(DATA SHOWN)

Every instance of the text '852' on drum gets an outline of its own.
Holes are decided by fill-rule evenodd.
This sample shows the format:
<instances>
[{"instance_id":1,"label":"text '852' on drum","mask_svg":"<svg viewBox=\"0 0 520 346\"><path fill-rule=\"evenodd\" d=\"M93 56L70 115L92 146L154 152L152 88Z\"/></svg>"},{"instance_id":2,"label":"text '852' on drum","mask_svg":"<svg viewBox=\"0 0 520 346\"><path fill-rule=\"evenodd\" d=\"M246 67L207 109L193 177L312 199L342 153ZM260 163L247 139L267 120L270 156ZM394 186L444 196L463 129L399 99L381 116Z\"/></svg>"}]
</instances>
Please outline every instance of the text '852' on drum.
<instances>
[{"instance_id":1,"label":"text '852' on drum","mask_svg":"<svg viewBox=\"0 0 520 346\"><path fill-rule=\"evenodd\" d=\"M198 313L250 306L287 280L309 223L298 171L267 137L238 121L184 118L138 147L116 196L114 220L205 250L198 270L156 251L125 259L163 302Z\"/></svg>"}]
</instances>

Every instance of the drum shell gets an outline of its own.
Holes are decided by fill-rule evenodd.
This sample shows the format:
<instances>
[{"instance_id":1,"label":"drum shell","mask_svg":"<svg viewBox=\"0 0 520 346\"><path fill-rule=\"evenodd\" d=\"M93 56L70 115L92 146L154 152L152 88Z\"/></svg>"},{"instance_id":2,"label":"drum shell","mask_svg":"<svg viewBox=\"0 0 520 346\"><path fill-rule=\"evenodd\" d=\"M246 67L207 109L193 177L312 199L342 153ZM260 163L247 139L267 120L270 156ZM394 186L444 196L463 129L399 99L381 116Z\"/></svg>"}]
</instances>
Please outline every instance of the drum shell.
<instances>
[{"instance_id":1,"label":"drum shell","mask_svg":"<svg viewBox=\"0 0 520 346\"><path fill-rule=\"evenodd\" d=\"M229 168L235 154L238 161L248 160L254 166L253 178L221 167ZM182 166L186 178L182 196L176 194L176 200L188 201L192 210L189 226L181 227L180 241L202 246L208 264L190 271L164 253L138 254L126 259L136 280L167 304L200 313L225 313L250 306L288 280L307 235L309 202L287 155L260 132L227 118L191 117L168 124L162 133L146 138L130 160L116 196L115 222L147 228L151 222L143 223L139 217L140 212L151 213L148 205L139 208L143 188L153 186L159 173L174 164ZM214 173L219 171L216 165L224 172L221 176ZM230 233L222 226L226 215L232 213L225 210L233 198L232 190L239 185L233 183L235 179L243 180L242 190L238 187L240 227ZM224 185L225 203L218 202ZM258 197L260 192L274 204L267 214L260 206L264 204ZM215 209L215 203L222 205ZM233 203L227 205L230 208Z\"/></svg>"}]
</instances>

(End DATA SHOWN)

WORK ITEM = In this exercise, reproduce each line above exactly.

REPLY =
Every instance of the text '852' on drum gets an outline of its own.
Holes are decided by fill-rule evenodd.
This sample shows the format:
<instances>
[{"instance_id":1,"label":"text '852' on drum","mask_svg":"<svg viewBox=\"0 0 520 346\"><path fill-rule=\"evenodd\" d=\"M93 56L70 115L92 146L154 152L152 88Z\"/></svg>"},{"instance_id":2,"label":"text '852' on drum","mask_svg":"<svg viewBox=\"0 0 520 346\"><path fill-rule=\"evenodd\" d=\"M246 67L207 109L193 177L312 199L342 153ZM260 163L247 139L267 120L270 156ZM394 186L444 196L463 129L399 99L381 116Z\"/></svg>"}]
</instances>
Please outline every instance of the text '852' on drum.
<instances>
[{"instance_id":1,"label":"text '852' on drum","mask_svg":"<svg viewBox=\"0 0 520 346\"><path fill-rule=\"evenodd\" d=\"M198 313L250 306L287 280L309 223L298 171L267 137L238 121L184 118L138 147L116 196L114 220L205 250L198 270L156 251L125 259L163 302Z\"/></svg>"}]
</instances>

Every instance of the drum shell gets an outline of its own.
Holes are decided by fill-rule evenodd.
This sample shows the format:
<instances>
[{"instance_id":1,"label":"drum shell","mask_svg":"<svg viewBox=\"0 0 520 346\"><path fill-rule=\"evenodd\" d=\"M93 56L70 115L92 146L154 152L152 88Z\"/></svg>"},{"instance_id":2,"label":"drum shell","mask_svg":"<svg viewBox=\"0 0 520 346\"><path fill-rule=\"evenodd\" d=\"M246 67L207 109L193 177L312 199L342 153ZM260 163L247 139L267 120L270 156ZM394 186L444 196L463 129L399 99L381 116Z\"/></svg>"}]
</instances>
Please outline every instance of the drum shell.
<instances>
[{"instance_id":1,"label":"drum shell","mask_svg":"<svg viewBox=\"0 0 520 346\"><path fill-rule=\"evenodd\" d=\"M229 168L235 154L238 161L248 160L254 166L253 178L221 167ZM182 166L186 178L182 196L176 194L176 200L188 201L192 210L189 226L181 227L180 241L202 246L208 264L190 271L164 253L138 254L126 259L136 280L167 304L200 313L225 313L250 306L288 280L307 235L309 202L287 155L260 132L227 118L191 117L168 124L162 133L146 138L130 160L116 196L115 222L147 228L151 222L143 223L139 217L140 212L151 213L148 205L139 208L143 188L153 186L159 173L174 164ZM214 173L219 171L216 165L224 172L221 176ZM230 233L222 226L226 215L232 213L225 210L233 198L232 190L239 185L233 183L235 179L243 180L242 190L238 187L240 227ZM224 185L225 203L218 202ZM258 197L260 192L274 204L267 214L260 206L264 204ZM215 209L215 203L222 205ZM233 203L227 205L230 208Z\"/></svg>"}]
</instances>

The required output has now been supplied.